## DIRECTIONS
How many lines in the records below contain the word "trunk"? Reply with the number alone.

== SUPPLIED DATA

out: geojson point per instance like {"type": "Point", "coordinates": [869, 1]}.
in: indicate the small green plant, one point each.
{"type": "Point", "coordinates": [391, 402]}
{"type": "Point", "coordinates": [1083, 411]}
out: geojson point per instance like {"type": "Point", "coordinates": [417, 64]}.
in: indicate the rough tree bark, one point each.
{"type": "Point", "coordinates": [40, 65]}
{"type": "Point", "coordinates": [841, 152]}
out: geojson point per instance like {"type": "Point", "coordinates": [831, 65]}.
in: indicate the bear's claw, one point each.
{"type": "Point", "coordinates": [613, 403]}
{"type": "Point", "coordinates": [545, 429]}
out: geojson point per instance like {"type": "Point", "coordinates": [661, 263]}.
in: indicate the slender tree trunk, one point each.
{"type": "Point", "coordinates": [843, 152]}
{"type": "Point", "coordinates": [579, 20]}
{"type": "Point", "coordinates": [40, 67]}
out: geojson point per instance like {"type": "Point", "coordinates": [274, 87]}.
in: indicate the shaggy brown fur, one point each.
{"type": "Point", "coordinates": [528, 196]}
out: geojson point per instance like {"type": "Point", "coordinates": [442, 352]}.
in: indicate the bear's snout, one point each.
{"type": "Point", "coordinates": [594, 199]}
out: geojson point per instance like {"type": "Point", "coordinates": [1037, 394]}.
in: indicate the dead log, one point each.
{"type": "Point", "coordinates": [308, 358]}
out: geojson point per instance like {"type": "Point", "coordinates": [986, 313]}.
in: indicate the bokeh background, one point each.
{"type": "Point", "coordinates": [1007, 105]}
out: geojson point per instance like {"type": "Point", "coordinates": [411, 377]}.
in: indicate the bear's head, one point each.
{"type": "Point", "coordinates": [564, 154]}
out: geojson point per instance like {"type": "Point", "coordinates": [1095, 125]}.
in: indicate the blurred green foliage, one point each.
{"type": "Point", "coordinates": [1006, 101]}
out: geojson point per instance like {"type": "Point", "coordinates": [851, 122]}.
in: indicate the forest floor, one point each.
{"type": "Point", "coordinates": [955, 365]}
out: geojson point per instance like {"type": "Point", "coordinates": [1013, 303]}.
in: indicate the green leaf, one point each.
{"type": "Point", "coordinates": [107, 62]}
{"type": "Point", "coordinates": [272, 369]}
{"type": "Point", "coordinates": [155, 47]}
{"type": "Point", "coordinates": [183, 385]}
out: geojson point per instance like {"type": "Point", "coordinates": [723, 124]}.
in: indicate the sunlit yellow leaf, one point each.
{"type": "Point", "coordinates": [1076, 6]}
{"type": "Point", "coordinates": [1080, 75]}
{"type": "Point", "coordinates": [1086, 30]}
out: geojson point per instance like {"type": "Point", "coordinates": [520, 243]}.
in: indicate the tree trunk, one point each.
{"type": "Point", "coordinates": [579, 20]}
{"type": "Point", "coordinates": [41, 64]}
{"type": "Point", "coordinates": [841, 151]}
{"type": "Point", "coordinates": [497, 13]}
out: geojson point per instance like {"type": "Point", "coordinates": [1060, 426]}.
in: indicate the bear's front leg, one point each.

====

## THE REPLY
2